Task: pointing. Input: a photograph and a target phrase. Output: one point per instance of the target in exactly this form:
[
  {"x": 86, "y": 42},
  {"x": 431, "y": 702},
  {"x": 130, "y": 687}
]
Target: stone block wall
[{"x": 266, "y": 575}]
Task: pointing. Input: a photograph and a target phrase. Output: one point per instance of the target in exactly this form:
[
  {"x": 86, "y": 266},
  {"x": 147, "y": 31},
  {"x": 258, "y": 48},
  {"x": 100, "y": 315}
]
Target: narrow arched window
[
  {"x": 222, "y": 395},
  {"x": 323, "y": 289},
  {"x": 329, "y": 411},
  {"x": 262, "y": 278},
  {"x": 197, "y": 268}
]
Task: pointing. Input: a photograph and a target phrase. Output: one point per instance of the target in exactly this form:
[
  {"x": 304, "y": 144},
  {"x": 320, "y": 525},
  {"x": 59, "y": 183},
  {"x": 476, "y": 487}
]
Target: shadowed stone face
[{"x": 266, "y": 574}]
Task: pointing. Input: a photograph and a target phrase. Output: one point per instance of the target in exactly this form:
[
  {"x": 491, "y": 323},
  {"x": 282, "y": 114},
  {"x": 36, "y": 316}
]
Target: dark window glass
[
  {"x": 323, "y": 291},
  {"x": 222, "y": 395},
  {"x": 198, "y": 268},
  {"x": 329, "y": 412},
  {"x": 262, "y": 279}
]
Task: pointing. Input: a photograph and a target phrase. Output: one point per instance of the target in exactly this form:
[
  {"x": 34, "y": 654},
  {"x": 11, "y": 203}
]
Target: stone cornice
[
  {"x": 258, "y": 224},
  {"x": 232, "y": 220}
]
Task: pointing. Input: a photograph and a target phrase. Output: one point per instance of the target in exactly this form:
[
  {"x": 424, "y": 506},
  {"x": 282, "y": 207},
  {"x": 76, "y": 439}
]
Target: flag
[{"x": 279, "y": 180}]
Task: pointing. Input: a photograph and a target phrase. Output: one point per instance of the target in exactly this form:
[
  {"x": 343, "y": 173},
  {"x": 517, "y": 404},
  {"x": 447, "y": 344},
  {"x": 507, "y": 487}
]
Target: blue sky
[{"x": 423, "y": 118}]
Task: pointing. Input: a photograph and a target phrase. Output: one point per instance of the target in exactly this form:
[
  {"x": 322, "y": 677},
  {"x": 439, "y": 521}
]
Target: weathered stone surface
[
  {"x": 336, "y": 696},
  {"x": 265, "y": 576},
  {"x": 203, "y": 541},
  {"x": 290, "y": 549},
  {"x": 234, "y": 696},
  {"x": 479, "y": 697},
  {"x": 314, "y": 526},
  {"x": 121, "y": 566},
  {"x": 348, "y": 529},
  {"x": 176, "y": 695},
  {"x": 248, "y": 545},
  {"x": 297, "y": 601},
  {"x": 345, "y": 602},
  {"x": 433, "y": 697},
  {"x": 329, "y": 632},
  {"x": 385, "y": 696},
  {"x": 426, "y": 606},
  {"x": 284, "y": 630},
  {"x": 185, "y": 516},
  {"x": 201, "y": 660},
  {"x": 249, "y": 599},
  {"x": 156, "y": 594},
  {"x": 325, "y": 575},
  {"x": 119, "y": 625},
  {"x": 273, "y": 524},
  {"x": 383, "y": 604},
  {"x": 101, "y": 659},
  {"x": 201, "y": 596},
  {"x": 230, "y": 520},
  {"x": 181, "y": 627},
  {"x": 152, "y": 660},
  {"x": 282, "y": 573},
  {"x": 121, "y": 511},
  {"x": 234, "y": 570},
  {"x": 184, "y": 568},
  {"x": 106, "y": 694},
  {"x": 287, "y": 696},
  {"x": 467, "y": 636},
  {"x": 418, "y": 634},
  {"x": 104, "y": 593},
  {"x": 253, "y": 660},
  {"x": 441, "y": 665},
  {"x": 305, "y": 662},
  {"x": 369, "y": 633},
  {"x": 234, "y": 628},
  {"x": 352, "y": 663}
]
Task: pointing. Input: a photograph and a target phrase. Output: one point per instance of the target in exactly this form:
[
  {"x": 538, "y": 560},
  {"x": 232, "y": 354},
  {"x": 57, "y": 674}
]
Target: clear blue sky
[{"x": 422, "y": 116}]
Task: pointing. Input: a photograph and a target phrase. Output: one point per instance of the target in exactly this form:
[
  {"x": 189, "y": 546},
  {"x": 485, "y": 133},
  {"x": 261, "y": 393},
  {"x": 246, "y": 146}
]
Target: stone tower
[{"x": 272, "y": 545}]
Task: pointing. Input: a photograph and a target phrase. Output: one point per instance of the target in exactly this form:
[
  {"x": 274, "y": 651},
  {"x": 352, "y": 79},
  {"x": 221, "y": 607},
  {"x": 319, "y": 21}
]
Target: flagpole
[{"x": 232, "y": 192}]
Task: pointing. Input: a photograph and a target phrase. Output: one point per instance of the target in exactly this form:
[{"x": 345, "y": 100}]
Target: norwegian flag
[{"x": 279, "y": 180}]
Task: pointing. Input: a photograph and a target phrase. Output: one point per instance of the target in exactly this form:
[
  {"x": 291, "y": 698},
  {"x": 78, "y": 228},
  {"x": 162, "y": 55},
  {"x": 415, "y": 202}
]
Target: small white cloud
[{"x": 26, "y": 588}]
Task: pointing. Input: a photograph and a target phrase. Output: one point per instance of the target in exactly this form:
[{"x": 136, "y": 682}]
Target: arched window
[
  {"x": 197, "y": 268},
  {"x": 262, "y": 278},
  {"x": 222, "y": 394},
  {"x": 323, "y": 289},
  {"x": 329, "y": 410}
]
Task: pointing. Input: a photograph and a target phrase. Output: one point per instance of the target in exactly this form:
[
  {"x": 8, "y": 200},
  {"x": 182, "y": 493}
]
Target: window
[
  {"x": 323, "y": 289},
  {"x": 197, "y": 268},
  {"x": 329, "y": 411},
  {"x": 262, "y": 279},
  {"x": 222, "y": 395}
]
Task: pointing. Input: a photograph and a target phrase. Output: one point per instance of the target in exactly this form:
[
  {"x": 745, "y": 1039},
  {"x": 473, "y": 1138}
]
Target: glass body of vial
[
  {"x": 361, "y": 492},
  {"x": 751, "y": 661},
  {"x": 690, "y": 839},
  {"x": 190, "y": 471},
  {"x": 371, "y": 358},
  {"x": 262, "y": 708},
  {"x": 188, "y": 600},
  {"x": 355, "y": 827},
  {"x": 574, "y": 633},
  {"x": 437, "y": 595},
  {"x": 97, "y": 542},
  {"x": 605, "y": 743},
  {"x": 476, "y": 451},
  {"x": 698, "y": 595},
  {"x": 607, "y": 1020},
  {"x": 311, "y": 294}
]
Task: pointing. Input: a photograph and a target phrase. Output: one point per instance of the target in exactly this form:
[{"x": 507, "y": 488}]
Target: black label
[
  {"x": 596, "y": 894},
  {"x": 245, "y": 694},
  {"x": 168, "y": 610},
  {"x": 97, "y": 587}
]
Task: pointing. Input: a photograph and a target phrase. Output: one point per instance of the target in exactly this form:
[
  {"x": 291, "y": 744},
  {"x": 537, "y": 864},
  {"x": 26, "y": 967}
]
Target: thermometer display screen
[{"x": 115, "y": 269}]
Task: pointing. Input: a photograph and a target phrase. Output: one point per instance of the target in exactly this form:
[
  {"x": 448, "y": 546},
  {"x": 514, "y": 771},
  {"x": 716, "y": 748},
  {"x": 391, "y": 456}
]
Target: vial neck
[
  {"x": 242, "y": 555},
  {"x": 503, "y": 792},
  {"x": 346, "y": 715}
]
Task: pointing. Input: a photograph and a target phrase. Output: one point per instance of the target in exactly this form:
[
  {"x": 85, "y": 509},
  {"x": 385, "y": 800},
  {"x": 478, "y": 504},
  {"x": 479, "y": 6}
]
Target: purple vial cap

TRY IT
Go through the data and copy each line exactly as it was written.

ANSWER SECTION
Task: pointing. Input: a photograph and a target phrase. Output: one point per instance of the target in exactly this form:
[
  {"x": 86, "y": 42},
  {"x": 431, "y": 702},
  {"x": 130, "y": 687}
]
Target: stone block wall
[{"x": 266, "y": 575}]
Task: pointing. Input: a photograph and a target phrase. Output: one point per instance of the target in exactly this form:
[
  {"x": 86, "y": 266},
  {"x": 147, "y": 31},
  {"x": 258, "y": 48},
  {"x": 100, "y": 315}
]
Target: narrow arched window
[
  {"x": 222, "y": 395},
  {"x": 323, "y": 289},
  {"x": 329, "y": 411},
  {"x": 262, "y": 278},
  {"x": 197, "y": 268}
]
Task: pointing. Input: a photograph and a target phrase. Output: one point per instance of the target in exactly this form:
[
  {"x": 304, "y": 144},
  {"x": 320, "y": 525},
  {"x": 59, "y": 183},
  {"x": 476, "y": 487}
]
Target: shadowed stone face
[{"x": 266, "y": 574}]
Task: pointing. Input: a photograph and a target phrase. Output: one point per instance of the target in exactly this form:
[
  {"x": 491, "y": 323},
  {"x": 282, "y": 114},
  {"x": 36, "y": 316}
]
Target: dark window glass
[
  {"x": 323, "y": 291},
  {"x": 222, "y": 395},
  {"x": 198, "y": 268},
  {"x": 329, "y": 412},
  {"x": 262, "y": 279}
]
Task: pointing. Input: a photograph and a target phrase. Output: one point per instance of the target in exactly this form:
[
  {"x": 34, "y": 654},
  {"x": 11, "y": 203}
]
Target: stone cornice
[
  {"x": 258, "y": 224},
  {"x": 232, "y": 220}
]
Task: pointing. Input: a photograph and a target phrase. Output: one point per instance of the target in exactly this form:
[
  {"x": 424, "y": 506},
  {"x": 282, "y": 207},
  {"x": 76, "y": 439}
]
Target: flag
[{"x": 279, "y": 180}]
Task: pointing. Input: a photograph and a target phrase. Output: one point per instance of the target in exactly this form:
[
  {"x": 343, "y": 173},
  {"x": 517, "y": 404},
  {"x": 447, "y": 344},
  {"x": 507, "y": 487}
]
Target: blue sky
[{"x": 423, "y": 118}]
Task: pointing. Input: a photograph and a target phrase. Output: one point per instance of the target in exactly this form:
[
  {"x": 322, "y": 677},
  {"x": 439, "y": 521}
]
Target: weathered stone surface
[
  {"x": 336, "y": 696},
  {"x": 265, "y": 576},
  {"x": 203, "y": 541},
  {"x": 290, "y": 549},
  {"x": 234, "y": 696},
  {"x": 479, "y": 697},
  {"x": 314, "y": 526},
  {"x": 121, "y": 566},
  {"x": 348, "y": 529},
  {"x": 176, "y": 695},
  {"x": 248, "y": 545},
  {"x": 297, "y": 601},
  {"x": 345, "y": 602},
  {"x": 433, "y": 697},
  {"x": 329, "y": 632},
  {"x": 385, "y": 696},
  {"x": 426, "y": 606},
  {"x": 284, "y": 630},
  {"x": 185, "y": 516},
  {"x": 201, "y": 660},
  {"x": 249, "y": 599},
  {"x": 156, "y": 594},
  {"x": 325, "y": 575},
  {"x": 119, "y": 625},
  {"x": 273, "y": 524},
  {"x": 383, "y": 604},
  {"x": 101, "y": 659},
  {"x": 201, "y": 596},
  {"x": 230, "y": 520},
  {"x": 181, "y": 627},
  {"x": 152, "y": 660},
  {"x": 282, "y": 573},
  {"x": 121, "y": 511},
  {"x": 234, "y": 570},
  {"x": 184, "y": 568},
  {"x": 106, "y": 694},
  {"x": 287, "y": 696},
  {"x": 467, "y": 636},
  {"x": 418, "y": 634},
  {"x": 104, "y": 593},
  {"x": 253, "y": 660},
  {"x": 441, "y": 665},
  {"x": 305, "y": 662},
  {"x": 369, "y": 633},
  {"x": 234, "y": 628},
  {"x": 352, "y": 663}
]
Task: pointing. Input: a photograph and a target phrase. Output: one point per instance of the target in exactly this form:
[
  {"x": 538, "y": 560},
  {"x": 232, "y": 354},
  {"x": 57, "y": 674}
]
Target: clear blue sky
[{"x": 422, "y": 116}]
Task: pointing. Input: a photograph and a target phrase. Output: one point per instance of the target in exactly this form:
[
  {"x": 189, "y": 546},
  {"x": 485, "y": 133},
  {"x": 261, "y": 393},
  {"x": 246, "y": 146}
]
Target: stone tower
[{"x": 272, "y": 545}]
Task: pointing. Input: a photograph and a target phrase. Output: one point per instance of the target in exactly this form:
[
  {"x": 274, "y": 651},
  {"x": 352, "y": 79},
  {"x": 221, "y": 607},
  {"x": 319, "y": 21}
]
Target: flagpole
[{"x": 232, "y": 192}]
Task: pointing. Input: a photograph and a target phrase. Output: one point per instance of the target in exactly this form:
[{"x": 345, "y": 100}]
Target: norwegian flag
[{"x": 279, "y": 180}]
Task: pointing. Input: a photograph and a target phrase. Output: one point per instance of the target in exactly this form:
[
  {"x": 291, "y": 698},
  {"x": 78, "y": 228},
  {"x": 162, "y": 55},
  {"x": 415, "y": 202}
]
Target: small white cloud
[{"x": 26, "y": 588}]
Task: pointing. Input: a photograph and a target phrase. Output: one point per instance of the target in exactly this form:
[{"x": 136, "y": 682}]
Target: arched window
[
  {"x": 197, "y": 268},
  {"x": 262, "y": 278},
  {"x": 222, "y": 394},
  {"x": 323, "y": 289},
  {"x": 329, "y": 410}
]
Task: pointing. Input: a photograph and a target phrase. Output: one point per instance of the target in exactly this form:
[
  {"x": 8, "y": 200},
  {"x": 182, "y": 493}
]
Target: window
[
  {"x": 323, "y": 289},
  {"x": 197, "y": 268},
  {"x": 329, "y": 411},
  {"x": 262, "y": 279},
  {"x": 222, "y": 395}
]
Task: pointing. Input: a photograph and a target phrase. Output: one point per instance of the target in exactly this form:
[
  {"x": 745, "y": 1039},
  {"x": 473, "y": 1138}
]
Target: glass body of vial
[
  {"x": 361, "y": 492},
  {"x": 751, "y": 661},
  {"x": 690, "y": 839},
  {"x": 190, "y": 471},
  {"x": 371, "y": 358},
  {"x": 262, "y": 708},
  {"x": 188, "y": 600},
  {"x": 355, "y": 827},
  {"x": 574, "y": 633},
  {"x": 437, "y": 595},
  {"x": 97, "y": 542},
  {"x": 605, "y": 743},
  {"x": 476, "y": 451},
  {"x": 698, "y": 595},
  {"x": 607, "y": 1020},
  {"x": 311, "y": 294}
]
Task: pointing. Input: a photograph and a target phrase. Output: one point per instance of the target in exactly this form:
[{"x": 507, "y": 488}]
Target: black label
[
  {"x": 596, "y": 894},
  {"x": 245, "y": 694},
  {"x": 168, "y": 610},
  {"x": 97, "y": 587}
]
Task: pointing. Input: a photograph and a target phrase. Output: one point per instance of the target in exactly this form:
[
  {"x": 291, "y": 744},
  {"x": 537, "y": 864},
  {"x": 26, "y": 967}
]
Target: thermometer display screen
[{"x": 115, "y": 269}]
Task: pointing. Input: a photograph and a target phrase. Output: one point per instance of the target in exactly this form:
[
  {"x": 448, "y": 546},
  {"x": 514, "y": 771},
  {"x": 716, "y": 748},
  {"x": 391, "y": 456}
]
Target: vial neck
[
  {"x": 242, "y": 555},
  {"x": 503, "y": 792},
  {"x": 346, "y": 715}
]
Task: pointing. Input: a photograph and a target phrase. Output: one point per instance of the target in exactly this form:
[
  {"x": 85, "y": 509},
  {"x": 385, "y": 800},
  {"x": 478, "y": 504},
  {"x": 479, "y": 6}
]
Target: purple vial cap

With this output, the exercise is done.